ENTRIES SUPPLIED:
┌──

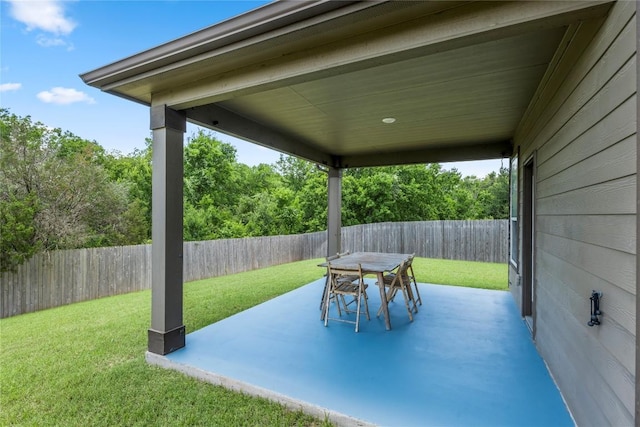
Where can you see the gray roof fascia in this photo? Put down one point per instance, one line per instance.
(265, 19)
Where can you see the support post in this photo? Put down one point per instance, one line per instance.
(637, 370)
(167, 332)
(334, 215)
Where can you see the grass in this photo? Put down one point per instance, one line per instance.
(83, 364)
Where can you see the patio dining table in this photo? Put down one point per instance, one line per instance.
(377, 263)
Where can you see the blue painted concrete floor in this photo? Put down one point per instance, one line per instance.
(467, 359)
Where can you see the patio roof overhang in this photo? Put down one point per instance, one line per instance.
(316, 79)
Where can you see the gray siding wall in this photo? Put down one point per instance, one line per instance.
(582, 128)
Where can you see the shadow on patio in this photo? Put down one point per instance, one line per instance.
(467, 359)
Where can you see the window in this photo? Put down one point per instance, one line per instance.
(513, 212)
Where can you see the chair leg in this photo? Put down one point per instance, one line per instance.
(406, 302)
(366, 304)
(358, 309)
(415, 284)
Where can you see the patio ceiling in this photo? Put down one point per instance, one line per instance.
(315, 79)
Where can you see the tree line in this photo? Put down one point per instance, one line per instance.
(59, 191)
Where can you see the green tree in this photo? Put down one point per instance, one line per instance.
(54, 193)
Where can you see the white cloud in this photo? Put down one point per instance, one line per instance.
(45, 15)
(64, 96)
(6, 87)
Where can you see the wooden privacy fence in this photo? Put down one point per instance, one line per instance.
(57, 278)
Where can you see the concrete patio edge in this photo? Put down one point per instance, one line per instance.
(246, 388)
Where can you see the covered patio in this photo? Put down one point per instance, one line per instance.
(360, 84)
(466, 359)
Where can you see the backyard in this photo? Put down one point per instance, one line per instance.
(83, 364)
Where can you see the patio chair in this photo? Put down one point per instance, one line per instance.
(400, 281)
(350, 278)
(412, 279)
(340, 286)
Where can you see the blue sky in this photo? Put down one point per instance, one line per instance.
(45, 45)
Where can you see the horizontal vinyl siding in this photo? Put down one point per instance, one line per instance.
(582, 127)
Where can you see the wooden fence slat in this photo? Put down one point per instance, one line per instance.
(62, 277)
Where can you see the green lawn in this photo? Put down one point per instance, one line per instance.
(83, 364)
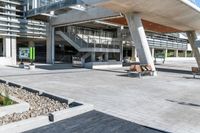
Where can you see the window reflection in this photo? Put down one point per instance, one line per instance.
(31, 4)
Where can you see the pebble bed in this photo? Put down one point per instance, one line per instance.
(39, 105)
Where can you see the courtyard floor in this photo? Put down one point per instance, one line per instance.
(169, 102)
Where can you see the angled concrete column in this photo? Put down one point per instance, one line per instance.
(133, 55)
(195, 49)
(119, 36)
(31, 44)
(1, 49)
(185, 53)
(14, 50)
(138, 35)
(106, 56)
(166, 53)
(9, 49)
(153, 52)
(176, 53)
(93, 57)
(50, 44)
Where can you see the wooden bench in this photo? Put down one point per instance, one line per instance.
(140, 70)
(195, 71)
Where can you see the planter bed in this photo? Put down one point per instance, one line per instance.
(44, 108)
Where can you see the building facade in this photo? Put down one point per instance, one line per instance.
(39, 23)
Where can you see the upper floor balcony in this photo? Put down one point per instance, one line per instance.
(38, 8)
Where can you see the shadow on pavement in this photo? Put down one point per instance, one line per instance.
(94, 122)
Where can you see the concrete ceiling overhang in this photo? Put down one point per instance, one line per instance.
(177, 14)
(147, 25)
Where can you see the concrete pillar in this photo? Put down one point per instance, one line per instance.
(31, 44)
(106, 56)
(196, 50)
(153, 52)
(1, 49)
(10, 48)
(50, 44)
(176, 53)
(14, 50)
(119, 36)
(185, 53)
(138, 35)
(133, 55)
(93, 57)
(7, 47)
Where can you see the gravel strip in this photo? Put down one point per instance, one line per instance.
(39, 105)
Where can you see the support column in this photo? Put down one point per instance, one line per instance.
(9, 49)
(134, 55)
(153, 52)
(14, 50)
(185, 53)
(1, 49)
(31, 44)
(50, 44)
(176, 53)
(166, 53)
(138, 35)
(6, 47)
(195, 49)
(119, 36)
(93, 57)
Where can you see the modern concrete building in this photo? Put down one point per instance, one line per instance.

└──

WHAT YOU HAVE TO DO: Reproduce all of the entries above word for word, omitting the pictures.

ANSWER FOR THE TASK:
Where can you see the gray roof fascia in this photo? Put down one point per instance, one line per instance.
(265, 19)
Where can you see the support post in this photo? Put down one point per instance, one line per instance.
(637, 370)
(167, 332)
(334, 215)
Where can you see the grass in this photo? Put down one point per instance, one line per instance.
(83, 364)
Where can you see the patio dining table in this photo? Put down one point per instance, one line per instance.
(377, 263)
Where can you see the blue painted concrete floor in this photo? Put down one point per instance, one line per instance.
(467, 359)
Where can you see the patio roof overhang in this photo? Put down one point per instance, one line per instance.
(316, 79)
Where can you see the gray siding wall in this photo? Put down one point per instance, one line per instance.
(582, 128)
Where can you see the shadow on patio in this photo? Put down one point per instance, one line per instance.
(467, 359)
Where can you see the window in this photo? Put down one point per instance, one line per instance.
(513, 212)
Where can you see the chair leg in this photo? Put down one point per instance, one line per instance.
(406, 302)
(366, 304)
(358, 309)
(415, 284)
Where can you see the patio ceiling in this photo? Put down one point per instance, one line per instance.
(315, 79)
Where can you see the tree line in this photo? Put down one point per instance, one line per instance.
(59, 191)
Where can you see the green tree in this photo? Put down one point per instance, one line per instance.
(54, 193)
Where can you see the white cloud in this photo? Put down one point per instance, one line per instance.
(45, 15)
(64, 96)
(6, 87)
Where can you see the wooden privacy fence in this photo? Put down one point per instance, one line per instance.
(57, 278)
Where can you see the concrete patio edge in this photo? Put down one point per instance, one line per instance.
(246, 388)
Where can you see the covered patio in this photo? Put down one point per instance, one line per instance.
(360, 84)
(466, 359)
Where can you see the backyard in this photo? Put down one point per instance, one line per instance.
(83, 364)
Where can you see the patio chair in this photo? Put down one point per instance, one line per instance.
(400, 281)
(350, 278)
(412, 279)
(340, 286)
Where can you see the blue sky in this photo? Put down one point per instance, one line per instance.
(45, 45)
Where can you see the horizontal vinyl siding in this photo? Put down one point per instance, one line per instance.
(582, 127)
Where can you see the wooden fence slat in this photo? Put down one point per instance, one line per instance.
(62, 277)
Where can you see the green lawn in this photo? Put down one point per instance, one line per instance.
(83, 364)
Where can you see the window reflection in this photo? Put down one point per instance, one line per instance.
(31, 4)
Where can you see the pebble bed in this photo? Put down one point per instance, one line per instance.
(39, 105)
Where can you see the courtyard floor in this photo? Put down one point per instance, one line per instance.
(169, 102)
Where can you see the angled concrete column in this photo? Put down one point per instance, one line per instance.
(133, 55)
(195, 49)
(119, 36)
(31, 44)
(1, 49)
(185, 53)
(14, 50)
(138, 35)
(106, 56)
(166, 53)
(9, 49)
(153, 52)
(176, 53)
(93, 57)
(50, 44)
Where can you see the wooden bench in this photo? Put down one point per instance, one line per instance.
(140, 70)
(195, 71)
Where can you see the planter bed in this photo? Put down one point per instance, one line per instance.
(44, 108)
Where can you see the building facade in this photo? Put down one point per instance, one line per instance.
(39, 23)
Where can you see the upper floor balcony in this photo? Put down one point per instance, one line per instance.
(38, 8)
Where can you see the shadow on pavement in this photo? Put down one point per instance, one line per instance.
(94, 122)
Where can you see the concrete ceiling overhang in this photo? Put down one point per instance, one line per instance.
(177, 14)
(147, 25)
Where can you see the concrete pillar in this photo? Put down one point per instance, one line per instance.
(31, 44)
(106, 56)
(196, 50)
(153, 52)
(1, 49)
(10, 48)
(50, 44)
(176, 53)
(14, 50)
(119, 36)
(185, 53)
(138, 35)
(133, 55)
(93, 57)
(7, 47)
Where can you see the gravel strip in this photo? Put down one point per instance, one line per instance.
(39, 105)
Where can you see the support column in this photo? Put down one point per instance, one line per instance.
(9, 49)
(134, 55)
(153, 52)
(14, 50)
(185, 53)
(1, 49)
(31, 44)
(50, 44)
(176, 53)
(166, 53)
(138, 35)
(6, 47)
(195, 49)
(119, 36)
(93, 57)
Where can you see the modern concrete building in this photo? Put down one point per instance, one line per instance.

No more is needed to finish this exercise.